» DATA RECORDS:
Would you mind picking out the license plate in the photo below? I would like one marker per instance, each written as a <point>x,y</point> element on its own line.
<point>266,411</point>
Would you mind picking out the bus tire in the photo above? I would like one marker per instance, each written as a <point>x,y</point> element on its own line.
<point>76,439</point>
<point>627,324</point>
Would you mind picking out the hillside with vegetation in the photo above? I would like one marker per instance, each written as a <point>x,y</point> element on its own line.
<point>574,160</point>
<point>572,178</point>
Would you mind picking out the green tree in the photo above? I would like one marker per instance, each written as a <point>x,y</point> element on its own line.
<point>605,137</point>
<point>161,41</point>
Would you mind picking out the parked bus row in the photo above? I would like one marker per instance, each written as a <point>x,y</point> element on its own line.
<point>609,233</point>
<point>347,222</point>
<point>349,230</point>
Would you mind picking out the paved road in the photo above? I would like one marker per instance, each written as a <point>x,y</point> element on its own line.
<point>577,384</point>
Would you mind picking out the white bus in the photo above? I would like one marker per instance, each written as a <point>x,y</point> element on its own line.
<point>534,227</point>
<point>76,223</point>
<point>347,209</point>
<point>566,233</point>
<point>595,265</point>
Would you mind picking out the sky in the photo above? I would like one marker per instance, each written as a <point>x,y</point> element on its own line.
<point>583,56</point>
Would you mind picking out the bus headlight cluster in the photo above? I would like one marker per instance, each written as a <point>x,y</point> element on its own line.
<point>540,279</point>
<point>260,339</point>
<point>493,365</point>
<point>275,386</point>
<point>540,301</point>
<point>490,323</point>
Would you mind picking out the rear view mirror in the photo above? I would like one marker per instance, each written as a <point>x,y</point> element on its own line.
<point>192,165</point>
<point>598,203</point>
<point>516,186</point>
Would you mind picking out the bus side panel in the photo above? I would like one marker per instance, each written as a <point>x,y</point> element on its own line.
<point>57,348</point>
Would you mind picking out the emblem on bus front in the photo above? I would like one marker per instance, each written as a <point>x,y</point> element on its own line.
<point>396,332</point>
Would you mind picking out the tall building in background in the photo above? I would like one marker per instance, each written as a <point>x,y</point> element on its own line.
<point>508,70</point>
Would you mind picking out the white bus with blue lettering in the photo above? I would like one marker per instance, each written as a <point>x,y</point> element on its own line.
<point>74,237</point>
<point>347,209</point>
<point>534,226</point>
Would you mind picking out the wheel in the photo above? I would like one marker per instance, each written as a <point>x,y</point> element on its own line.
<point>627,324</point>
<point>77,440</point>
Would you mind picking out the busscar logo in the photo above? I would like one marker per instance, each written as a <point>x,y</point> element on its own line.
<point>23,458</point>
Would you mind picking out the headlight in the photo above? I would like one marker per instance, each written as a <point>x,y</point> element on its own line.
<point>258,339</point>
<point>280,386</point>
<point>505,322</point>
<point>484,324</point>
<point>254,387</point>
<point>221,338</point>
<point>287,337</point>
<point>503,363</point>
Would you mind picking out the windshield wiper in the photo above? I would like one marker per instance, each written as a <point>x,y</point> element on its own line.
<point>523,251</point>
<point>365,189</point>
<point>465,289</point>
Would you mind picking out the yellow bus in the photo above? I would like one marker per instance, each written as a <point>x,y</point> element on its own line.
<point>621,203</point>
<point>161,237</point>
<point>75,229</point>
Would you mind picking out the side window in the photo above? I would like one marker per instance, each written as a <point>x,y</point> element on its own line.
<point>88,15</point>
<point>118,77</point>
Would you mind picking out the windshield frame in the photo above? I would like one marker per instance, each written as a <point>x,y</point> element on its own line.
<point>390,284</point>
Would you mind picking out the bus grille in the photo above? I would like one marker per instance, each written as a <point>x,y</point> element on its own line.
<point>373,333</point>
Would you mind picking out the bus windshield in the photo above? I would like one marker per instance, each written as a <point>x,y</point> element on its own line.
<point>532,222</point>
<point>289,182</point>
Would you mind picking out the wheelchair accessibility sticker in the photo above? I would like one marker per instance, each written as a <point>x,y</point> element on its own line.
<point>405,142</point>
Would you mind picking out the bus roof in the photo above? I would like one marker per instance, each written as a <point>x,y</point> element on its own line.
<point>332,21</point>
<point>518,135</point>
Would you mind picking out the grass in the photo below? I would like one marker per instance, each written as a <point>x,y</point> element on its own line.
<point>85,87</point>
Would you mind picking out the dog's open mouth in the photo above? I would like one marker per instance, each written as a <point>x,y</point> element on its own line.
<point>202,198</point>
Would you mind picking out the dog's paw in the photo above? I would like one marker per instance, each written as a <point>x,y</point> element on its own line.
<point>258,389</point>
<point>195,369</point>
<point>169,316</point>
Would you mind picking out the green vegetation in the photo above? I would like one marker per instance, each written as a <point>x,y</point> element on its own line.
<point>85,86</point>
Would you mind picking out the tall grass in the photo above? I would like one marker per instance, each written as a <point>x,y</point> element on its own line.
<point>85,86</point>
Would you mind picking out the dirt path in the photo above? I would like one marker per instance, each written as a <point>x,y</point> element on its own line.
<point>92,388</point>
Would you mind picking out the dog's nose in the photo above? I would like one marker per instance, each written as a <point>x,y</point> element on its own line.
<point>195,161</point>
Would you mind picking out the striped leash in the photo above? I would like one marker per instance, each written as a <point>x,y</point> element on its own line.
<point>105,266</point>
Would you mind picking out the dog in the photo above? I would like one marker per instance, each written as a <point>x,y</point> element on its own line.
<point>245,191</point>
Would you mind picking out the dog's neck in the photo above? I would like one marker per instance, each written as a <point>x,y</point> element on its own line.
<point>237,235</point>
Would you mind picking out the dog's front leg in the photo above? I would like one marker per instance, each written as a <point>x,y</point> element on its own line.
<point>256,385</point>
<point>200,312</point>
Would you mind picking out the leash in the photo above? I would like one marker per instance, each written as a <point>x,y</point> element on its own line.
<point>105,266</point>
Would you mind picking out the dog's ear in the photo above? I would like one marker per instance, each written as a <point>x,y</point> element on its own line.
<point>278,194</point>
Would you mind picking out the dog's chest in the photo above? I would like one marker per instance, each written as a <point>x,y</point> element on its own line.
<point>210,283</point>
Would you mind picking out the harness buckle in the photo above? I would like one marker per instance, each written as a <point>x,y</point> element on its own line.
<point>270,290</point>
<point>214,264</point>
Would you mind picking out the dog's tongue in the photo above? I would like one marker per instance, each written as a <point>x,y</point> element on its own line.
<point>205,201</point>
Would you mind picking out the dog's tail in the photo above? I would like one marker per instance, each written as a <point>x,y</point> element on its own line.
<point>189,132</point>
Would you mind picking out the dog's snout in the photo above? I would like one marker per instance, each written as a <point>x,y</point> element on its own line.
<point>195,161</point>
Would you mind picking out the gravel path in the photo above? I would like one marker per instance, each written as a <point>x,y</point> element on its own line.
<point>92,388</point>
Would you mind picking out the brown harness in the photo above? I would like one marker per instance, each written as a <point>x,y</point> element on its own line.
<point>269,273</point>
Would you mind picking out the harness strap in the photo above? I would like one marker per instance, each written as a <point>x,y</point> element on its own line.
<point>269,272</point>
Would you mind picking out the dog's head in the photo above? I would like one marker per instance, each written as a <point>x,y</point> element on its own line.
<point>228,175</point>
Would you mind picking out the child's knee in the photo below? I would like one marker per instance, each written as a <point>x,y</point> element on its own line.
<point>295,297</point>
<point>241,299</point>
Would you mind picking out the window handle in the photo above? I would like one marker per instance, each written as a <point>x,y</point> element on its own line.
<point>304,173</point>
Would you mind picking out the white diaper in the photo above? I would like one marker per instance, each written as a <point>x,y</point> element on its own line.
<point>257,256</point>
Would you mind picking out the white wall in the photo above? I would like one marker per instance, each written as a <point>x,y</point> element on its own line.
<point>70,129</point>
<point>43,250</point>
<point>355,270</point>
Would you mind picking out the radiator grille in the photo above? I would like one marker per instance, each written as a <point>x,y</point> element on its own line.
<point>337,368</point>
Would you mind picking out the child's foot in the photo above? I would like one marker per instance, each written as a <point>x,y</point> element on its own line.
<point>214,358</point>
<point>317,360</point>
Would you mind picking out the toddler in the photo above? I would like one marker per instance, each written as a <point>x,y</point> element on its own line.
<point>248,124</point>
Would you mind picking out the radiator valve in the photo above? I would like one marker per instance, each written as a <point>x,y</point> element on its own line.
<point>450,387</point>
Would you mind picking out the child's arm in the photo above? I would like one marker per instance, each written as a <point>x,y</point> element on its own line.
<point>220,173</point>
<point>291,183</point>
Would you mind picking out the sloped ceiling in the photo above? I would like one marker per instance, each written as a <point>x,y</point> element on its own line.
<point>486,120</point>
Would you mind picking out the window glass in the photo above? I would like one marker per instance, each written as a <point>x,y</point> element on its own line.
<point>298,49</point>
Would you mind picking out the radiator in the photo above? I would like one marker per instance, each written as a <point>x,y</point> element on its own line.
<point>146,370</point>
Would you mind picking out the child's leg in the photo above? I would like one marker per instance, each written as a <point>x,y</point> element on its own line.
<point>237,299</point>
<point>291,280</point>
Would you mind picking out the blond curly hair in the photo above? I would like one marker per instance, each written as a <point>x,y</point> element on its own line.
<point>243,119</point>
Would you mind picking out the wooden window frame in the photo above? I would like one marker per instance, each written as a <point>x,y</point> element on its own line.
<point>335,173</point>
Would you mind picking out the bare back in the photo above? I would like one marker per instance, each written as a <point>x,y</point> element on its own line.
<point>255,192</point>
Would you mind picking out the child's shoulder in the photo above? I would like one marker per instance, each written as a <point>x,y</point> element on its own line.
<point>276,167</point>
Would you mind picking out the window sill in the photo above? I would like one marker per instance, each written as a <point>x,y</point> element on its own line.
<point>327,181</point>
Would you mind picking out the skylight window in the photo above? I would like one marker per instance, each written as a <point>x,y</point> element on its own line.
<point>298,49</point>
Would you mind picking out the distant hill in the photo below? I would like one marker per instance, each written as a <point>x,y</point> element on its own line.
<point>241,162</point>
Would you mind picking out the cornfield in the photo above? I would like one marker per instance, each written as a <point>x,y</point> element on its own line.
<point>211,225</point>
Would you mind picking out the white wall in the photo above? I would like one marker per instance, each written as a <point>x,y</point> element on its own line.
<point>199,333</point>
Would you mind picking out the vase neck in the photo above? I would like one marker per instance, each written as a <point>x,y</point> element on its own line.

» WORK TO DO: Recast the lines of the data above as a numbered list, starting at the line that contains "Would you mind picking out the cornfield" and ending at the line that contains "<point>199,333</point>". Leave out any blank lines.

» EXERCISE SOLUTION:
1. Would you mind picking out the cornfield in the photo above? I would like one marker per instance, each written as a <point>x,y</point> element on its own line.
2. <point>211,225</point>
3. Would you mind picking out the white wall in the photo above? I would like one marker per instance, each written as a <point>x,y</point> element on its own line.
4. <point>199,333</point>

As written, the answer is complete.